Swap "marker" for "dot" throughout the lines from the start of the items up to and including the line with "[(417, 264)]", changing nothing else. Leave the pictures out of your answer.

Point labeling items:
· · ·
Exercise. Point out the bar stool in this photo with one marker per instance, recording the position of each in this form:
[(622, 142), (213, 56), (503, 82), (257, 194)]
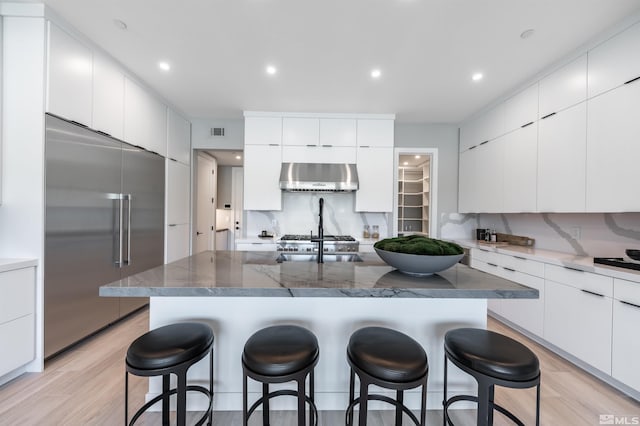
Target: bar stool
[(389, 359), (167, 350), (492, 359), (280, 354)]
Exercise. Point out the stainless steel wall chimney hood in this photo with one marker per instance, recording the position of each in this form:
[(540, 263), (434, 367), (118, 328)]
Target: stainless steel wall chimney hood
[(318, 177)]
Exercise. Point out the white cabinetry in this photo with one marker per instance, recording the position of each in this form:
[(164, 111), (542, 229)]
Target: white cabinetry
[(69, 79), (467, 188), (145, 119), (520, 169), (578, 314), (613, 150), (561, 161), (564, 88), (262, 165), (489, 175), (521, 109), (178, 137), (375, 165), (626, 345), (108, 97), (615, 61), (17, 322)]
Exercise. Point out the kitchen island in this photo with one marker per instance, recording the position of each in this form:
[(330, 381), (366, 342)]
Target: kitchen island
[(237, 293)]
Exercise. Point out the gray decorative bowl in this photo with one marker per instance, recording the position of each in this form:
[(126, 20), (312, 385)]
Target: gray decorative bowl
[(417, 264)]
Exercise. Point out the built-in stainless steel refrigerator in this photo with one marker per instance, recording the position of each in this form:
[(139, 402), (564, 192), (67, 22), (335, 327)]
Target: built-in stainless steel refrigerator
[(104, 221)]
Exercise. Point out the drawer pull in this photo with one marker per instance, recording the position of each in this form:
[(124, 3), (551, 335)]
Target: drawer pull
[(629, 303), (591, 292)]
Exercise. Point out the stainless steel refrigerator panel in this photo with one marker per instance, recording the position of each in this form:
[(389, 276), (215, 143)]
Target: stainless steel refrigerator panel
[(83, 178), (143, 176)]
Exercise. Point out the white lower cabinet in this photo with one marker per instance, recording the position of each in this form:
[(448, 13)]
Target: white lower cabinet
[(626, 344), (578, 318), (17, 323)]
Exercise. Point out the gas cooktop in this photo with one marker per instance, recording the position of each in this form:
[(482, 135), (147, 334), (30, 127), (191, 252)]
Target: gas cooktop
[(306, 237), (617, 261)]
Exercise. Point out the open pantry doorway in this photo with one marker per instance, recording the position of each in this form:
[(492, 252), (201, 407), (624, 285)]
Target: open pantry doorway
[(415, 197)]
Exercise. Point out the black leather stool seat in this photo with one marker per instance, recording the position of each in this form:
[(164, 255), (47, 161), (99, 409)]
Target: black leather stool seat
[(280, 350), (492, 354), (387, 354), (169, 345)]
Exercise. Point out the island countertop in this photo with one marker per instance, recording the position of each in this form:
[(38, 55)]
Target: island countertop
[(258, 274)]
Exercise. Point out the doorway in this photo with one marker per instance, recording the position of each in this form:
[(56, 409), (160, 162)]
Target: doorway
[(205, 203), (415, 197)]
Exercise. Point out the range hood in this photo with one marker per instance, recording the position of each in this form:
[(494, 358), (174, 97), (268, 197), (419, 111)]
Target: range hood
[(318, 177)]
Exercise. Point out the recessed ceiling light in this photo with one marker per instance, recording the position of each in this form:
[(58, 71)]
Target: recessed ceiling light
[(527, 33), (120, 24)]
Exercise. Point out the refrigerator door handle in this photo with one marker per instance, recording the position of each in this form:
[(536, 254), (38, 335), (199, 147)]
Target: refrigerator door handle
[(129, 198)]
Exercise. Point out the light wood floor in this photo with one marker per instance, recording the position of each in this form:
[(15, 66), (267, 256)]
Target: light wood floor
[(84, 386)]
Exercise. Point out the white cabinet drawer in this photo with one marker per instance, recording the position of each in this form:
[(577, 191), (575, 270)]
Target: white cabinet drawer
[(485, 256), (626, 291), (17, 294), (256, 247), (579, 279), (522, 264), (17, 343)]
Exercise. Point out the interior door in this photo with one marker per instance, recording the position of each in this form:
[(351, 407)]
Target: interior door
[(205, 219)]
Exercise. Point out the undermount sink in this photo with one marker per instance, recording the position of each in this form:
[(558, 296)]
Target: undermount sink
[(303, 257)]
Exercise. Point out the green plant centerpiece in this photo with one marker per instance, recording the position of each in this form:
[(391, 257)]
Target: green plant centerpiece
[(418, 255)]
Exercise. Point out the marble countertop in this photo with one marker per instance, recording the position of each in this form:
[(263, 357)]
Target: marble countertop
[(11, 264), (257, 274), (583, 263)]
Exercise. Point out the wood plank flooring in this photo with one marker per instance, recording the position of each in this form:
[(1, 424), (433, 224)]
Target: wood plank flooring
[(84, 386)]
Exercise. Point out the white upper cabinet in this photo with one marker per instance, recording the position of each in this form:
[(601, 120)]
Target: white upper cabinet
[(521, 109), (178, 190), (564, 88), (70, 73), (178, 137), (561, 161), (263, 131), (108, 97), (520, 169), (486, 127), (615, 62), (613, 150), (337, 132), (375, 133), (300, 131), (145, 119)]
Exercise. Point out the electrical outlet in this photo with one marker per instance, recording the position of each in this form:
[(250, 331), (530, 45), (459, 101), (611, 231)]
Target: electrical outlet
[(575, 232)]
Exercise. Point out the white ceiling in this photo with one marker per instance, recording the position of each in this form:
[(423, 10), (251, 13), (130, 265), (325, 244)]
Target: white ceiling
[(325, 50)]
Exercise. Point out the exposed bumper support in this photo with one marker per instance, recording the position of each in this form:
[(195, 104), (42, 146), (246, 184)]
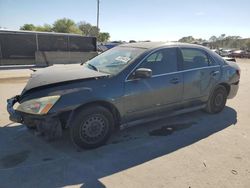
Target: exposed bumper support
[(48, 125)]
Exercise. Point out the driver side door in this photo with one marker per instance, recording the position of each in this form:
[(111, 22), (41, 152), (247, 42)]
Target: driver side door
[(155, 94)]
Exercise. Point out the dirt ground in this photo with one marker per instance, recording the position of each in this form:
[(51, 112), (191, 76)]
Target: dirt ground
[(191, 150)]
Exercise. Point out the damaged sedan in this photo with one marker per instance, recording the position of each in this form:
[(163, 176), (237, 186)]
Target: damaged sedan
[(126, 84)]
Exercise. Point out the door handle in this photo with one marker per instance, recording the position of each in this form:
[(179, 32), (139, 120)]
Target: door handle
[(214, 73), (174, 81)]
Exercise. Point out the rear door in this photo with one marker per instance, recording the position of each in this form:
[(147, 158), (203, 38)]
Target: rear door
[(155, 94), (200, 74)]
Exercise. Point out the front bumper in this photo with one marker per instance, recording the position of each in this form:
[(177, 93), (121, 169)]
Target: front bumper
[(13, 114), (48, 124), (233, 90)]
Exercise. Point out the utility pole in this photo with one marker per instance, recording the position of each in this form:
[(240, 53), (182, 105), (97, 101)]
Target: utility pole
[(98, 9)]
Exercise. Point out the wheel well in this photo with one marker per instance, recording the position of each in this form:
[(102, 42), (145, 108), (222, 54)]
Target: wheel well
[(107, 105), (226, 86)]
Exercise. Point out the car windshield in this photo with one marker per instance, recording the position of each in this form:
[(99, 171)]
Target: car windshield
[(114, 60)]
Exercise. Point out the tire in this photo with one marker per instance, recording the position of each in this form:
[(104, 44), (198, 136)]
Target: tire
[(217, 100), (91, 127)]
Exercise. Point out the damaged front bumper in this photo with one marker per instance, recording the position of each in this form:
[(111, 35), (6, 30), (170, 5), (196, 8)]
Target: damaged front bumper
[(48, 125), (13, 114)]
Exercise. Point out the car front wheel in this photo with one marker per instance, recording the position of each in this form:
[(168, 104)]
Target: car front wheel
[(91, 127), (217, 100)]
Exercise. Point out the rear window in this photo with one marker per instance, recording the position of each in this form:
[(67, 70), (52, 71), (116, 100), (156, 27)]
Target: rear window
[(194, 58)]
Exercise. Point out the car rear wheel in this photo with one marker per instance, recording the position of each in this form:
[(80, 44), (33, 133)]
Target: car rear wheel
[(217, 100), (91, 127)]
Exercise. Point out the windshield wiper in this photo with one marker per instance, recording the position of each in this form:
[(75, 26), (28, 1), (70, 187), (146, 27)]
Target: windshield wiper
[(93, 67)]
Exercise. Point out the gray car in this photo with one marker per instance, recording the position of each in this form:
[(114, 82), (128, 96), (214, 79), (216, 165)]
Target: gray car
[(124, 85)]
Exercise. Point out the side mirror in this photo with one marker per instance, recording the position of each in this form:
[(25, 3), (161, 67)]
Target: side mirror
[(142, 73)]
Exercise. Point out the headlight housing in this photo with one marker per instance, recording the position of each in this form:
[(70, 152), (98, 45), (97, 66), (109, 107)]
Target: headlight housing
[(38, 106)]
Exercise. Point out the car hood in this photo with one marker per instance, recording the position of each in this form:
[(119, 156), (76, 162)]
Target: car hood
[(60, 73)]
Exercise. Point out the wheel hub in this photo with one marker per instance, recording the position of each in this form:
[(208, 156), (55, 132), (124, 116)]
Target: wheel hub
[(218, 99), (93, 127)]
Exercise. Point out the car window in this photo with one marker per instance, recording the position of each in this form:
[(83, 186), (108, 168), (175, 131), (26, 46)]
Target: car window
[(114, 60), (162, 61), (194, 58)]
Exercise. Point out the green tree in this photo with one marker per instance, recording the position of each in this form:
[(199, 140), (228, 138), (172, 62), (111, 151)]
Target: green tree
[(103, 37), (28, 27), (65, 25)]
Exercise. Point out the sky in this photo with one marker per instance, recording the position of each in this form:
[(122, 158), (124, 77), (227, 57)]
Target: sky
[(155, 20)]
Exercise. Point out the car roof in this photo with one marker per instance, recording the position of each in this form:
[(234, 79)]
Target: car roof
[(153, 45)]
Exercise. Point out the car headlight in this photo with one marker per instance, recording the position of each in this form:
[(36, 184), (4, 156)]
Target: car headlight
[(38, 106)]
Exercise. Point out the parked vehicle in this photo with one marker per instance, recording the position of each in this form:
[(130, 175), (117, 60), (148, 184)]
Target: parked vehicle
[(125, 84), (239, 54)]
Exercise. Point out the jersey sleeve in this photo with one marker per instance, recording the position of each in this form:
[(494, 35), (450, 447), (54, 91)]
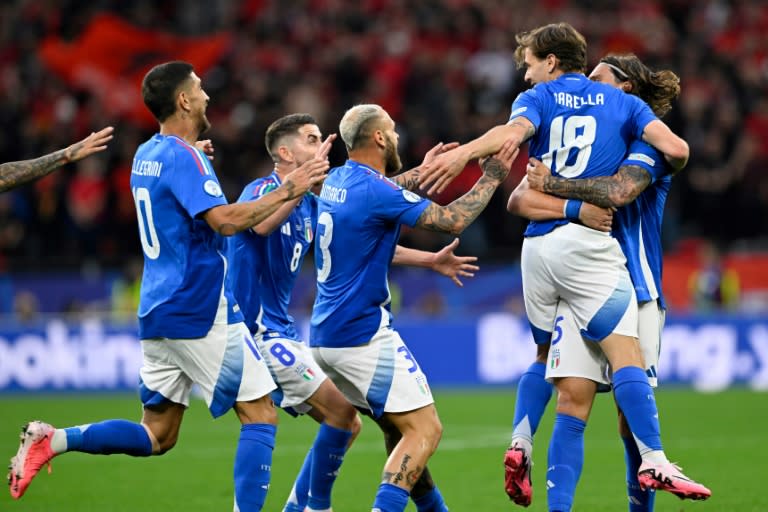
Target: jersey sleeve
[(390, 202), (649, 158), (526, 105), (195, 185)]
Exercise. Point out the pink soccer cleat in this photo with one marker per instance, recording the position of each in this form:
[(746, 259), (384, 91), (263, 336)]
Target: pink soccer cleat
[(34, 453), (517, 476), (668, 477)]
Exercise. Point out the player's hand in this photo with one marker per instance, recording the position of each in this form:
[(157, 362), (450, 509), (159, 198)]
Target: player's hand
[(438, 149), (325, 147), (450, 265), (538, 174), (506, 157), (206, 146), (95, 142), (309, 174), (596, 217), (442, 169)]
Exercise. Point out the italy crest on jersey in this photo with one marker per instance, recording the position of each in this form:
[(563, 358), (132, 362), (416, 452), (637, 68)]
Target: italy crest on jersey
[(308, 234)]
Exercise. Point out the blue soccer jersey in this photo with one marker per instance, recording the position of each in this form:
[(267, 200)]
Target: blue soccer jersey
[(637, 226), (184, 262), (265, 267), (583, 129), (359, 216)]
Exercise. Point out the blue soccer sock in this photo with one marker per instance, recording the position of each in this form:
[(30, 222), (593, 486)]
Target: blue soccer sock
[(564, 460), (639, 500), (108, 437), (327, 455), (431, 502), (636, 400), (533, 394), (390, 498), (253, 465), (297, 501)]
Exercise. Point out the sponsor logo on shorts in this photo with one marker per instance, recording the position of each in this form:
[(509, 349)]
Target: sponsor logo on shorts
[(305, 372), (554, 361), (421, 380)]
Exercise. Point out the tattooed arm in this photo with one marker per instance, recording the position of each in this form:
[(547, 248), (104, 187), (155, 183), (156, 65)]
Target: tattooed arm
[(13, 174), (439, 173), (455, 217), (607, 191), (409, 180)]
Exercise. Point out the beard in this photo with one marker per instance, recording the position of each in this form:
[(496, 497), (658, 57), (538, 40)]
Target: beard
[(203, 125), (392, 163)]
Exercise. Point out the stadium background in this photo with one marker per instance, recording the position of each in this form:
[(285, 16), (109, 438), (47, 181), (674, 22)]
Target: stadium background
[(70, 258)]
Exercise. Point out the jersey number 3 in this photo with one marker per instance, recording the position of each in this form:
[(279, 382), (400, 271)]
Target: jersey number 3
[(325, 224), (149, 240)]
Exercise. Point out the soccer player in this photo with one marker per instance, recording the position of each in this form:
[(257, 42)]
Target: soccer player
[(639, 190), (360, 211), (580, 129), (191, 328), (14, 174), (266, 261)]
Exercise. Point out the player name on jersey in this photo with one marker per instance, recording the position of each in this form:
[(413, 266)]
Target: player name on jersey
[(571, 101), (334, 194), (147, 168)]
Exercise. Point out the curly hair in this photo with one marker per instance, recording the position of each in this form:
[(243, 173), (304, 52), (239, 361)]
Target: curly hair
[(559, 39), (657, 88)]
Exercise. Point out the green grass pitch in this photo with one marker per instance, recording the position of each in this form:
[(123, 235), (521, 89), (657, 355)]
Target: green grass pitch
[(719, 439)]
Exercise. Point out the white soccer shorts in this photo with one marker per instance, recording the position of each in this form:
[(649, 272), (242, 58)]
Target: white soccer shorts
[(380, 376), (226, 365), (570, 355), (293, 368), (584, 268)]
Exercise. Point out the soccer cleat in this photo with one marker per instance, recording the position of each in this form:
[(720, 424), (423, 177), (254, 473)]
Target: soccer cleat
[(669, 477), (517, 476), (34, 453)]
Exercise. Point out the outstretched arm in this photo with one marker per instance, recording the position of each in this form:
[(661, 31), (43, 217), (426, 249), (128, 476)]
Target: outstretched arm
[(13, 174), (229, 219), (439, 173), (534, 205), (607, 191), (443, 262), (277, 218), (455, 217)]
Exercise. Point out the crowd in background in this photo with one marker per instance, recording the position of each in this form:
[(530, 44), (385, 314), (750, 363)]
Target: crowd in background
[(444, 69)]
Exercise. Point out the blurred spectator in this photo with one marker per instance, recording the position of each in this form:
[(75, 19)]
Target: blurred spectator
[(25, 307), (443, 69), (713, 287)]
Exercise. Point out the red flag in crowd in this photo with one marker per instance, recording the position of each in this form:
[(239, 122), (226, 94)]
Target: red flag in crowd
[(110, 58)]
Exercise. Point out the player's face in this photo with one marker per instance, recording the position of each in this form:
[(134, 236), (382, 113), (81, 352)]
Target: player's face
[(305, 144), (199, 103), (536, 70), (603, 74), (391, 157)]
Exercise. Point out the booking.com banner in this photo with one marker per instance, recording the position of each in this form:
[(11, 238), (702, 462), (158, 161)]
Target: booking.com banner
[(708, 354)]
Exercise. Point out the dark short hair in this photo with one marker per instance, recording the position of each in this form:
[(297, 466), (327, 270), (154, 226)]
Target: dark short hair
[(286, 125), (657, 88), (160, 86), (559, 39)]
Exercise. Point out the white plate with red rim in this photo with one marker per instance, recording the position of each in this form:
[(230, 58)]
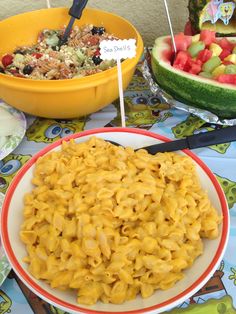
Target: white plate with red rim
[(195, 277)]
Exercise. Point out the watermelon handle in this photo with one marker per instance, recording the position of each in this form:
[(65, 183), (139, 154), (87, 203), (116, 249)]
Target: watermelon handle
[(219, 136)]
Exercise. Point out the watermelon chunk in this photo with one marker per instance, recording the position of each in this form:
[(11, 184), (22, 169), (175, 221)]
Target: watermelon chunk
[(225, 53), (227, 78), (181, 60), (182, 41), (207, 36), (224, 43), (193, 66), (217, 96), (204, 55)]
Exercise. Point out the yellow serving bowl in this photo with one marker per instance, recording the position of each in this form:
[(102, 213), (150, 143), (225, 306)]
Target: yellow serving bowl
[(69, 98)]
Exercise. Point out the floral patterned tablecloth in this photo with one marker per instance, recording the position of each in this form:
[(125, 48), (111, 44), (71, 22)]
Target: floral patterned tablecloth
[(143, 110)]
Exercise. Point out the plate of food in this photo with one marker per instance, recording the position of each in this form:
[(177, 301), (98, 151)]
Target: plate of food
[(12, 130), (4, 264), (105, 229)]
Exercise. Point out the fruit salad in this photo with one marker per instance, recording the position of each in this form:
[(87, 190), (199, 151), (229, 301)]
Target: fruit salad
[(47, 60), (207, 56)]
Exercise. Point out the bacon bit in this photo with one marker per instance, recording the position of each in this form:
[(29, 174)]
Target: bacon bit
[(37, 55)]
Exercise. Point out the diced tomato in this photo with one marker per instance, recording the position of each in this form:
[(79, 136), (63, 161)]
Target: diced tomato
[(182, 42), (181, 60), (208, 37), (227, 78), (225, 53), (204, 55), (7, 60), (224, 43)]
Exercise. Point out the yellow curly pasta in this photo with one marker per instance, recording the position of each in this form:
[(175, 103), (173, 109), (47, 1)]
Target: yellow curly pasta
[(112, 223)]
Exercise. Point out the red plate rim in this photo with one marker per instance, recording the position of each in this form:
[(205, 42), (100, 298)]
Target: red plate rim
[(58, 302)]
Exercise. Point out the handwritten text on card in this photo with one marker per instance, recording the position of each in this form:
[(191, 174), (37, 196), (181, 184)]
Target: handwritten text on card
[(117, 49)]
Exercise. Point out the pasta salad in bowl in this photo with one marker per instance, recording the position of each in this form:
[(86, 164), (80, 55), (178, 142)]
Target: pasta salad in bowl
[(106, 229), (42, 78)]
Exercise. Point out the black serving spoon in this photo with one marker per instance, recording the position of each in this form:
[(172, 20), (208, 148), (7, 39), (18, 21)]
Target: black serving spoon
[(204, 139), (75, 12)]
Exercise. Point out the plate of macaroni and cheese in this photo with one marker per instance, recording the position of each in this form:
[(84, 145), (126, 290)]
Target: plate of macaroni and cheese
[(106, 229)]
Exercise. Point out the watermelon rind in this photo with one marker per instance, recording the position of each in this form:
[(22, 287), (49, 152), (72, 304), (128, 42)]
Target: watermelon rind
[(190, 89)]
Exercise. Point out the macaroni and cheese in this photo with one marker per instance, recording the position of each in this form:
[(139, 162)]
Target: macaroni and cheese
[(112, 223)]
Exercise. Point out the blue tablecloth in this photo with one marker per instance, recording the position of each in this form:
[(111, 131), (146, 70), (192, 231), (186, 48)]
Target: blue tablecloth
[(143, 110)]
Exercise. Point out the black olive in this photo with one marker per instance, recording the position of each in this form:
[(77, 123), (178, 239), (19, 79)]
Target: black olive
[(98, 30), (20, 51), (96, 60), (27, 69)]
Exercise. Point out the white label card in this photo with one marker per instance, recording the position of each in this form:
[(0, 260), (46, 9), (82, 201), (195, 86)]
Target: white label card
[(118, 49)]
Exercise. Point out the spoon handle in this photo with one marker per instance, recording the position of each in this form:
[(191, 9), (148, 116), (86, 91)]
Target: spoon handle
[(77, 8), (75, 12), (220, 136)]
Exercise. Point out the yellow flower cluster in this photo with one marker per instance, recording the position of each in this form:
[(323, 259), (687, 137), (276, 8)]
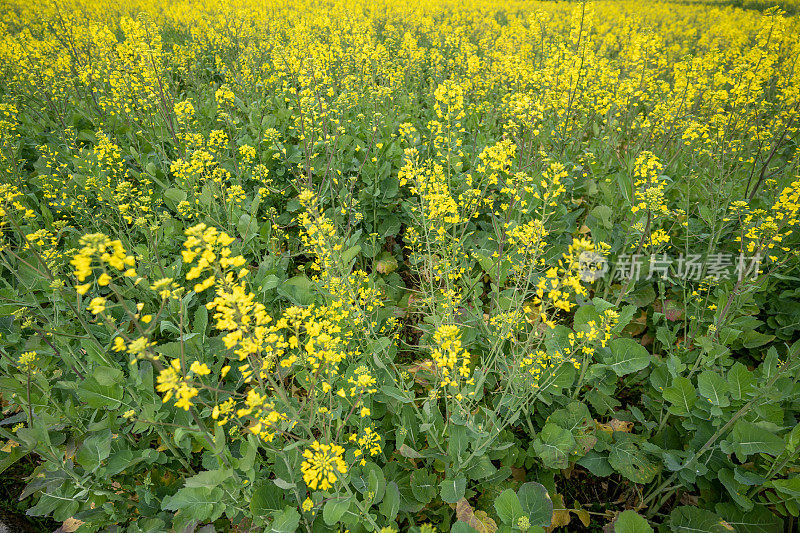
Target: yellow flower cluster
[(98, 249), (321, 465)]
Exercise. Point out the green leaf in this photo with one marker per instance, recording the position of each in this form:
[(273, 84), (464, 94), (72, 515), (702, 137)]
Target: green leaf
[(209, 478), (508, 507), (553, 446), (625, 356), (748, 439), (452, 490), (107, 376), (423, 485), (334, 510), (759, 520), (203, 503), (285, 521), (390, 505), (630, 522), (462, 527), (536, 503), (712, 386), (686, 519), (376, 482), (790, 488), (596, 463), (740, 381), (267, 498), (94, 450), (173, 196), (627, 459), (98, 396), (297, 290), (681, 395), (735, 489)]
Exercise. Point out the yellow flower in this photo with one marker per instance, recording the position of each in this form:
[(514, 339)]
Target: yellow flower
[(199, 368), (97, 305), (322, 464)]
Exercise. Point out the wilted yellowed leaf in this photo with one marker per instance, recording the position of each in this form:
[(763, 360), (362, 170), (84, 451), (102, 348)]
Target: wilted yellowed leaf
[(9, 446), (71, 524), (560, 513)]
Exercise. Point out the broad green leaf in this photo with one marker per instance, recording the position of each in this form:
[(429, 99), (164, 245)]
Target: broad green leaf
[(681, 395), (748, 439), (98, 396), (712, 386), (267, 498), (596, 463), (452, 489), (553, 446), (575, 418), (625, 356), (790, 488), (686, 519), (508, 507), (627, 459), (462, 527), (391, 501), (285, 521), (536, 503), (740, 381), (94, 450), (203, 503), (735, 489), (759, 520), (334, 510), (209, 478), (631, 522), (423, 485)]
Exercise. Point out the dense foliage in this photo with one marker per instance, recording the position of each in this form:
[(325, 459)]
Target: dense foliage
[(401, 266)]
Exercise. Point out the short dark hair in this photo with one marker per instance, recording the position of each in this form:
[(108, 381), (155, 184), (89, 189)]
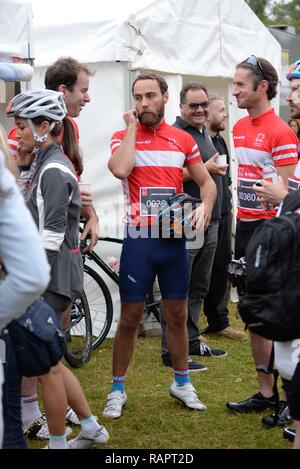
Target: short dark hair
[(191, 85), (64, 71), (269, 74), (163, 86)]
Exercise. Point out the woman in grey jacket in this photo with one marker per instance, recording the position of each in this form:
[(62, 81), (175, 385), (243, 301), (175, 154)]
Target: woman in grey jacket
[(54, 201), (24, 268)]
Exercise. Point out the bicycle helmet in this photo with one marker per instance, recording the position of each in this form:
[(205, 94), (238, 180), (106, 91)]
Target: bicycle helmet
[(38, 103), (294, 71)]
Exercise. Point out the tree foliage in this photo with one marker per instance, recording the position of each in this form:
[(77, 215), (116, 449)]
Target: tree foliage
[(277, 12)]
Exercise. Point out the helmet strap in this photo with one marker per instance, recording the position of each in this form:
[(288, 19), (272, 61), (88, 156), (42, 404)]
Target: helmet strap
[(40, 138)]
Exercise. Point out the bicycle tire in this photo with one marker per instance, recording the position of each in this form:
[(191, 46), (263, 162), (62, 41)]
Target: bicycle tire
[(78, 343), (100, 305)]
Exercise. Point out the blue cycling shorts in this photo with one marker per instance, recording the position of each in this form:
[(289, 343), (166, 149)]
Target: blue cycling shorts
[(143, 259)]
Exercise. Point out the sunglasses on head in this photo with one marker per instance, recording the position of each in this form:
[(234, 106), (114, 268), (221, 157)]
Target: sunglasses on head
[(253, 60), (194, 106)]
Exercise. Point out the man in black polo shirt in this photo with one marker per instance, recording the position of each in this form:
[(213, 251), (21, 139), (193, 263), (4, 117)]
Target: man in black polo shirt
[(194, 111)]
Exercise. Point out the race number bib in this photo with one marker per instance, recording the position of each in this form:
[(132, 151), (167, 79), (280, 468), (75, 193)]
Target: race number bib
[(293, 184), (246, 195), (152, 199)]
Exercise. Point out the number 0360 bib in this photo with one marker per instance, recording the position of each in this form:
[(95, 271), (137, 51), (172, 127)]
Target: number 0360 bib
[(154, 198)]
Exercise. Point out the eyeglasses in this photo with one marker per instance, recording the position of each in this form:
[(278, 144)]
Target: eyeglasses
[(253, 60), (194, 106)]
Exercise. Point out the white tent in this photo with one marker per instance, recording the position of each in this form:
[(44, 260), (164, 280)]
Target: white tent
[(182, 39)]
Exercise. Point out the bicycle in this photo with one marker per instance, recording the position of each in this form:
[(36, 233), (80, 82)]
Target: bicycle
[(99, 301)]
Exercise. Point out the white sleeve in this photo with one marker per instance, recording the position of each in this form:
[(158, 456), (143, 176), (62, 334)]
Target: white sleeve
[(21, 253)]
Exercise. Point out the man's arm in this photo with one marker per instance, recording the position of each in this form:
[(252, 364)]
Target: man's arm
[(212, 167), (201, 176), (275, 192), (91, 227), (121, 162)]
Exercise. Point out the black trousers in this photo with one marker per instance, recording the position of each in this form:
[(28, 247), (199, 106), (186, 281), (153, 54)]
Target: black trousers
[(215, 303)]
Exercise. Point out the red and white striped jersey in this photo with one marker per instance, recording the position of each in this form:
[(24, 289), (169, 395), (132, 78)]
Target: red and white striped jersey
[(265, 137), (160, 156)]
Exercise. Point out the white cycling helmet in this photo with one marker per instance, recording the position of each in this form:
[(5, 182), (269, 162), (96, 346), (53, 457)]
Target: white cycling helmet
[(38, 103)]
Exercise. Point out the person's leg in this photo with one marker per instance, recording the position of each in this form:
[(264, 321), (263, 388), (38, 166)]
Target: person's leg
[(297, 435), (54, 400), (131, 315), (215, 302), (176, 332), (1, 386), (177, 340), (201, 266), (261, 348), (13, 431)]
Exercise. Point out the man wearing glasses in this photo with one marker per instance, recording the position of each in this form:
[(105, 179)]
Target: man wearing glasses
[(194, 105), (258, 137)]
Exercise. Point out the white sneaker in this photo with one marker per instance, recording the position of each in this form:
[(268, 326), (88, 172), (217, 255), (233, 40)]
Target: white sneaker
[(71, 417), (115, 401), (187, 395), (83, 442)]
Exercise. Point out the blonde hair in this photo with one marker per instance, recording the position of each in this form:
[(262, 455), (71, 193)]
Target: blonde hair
· · ·
:: Output ::
Exercise. Point out the bar stool in this photo with one dot per instance, recording the position of each in this form:
[(622, 142), (213, 56), (503, 82), (257, 194)]
Target: bar stool
[(389, 359), (167, 350), (492, 359), (280, 354)]
Exercise. Point out the stainless steel wall chimney hood in this photo with one dot per instance, recording the position of each in this form:
[(540, 263), (434, 367), (118, 328)]
Target: stainless steel wall chimney hood
[(318, 177)]
Exercise. Point out the white cabinetry in this photo with one dot per instance, recording the position of each in this form:
[(164, 111), (542, 229)]
Target: white cabinetry
[(69, 79), (467, 188), (145, 119), (520, 169), (578, 314), (613, 150), (561, 161), (564, 88), (262, 165), (489, 175), (521, 109), (178, 137), (375, 165), (626, 345), (108, 97), (615, 61), (17, 322)]
Exercise. Point out the kitchen island in this photo with one dot per instance, recording the position of each in this form:
[(330, 381), (366, 342)]
Target: kitchen island
[(237, 293)]
Exercise. Point out the gray decorative bowl in this photo with one dot per instance, recording the position of each in this form:
[(126, 20), (312, 385)]
Target: gray decorative bowl
[(417, 264)]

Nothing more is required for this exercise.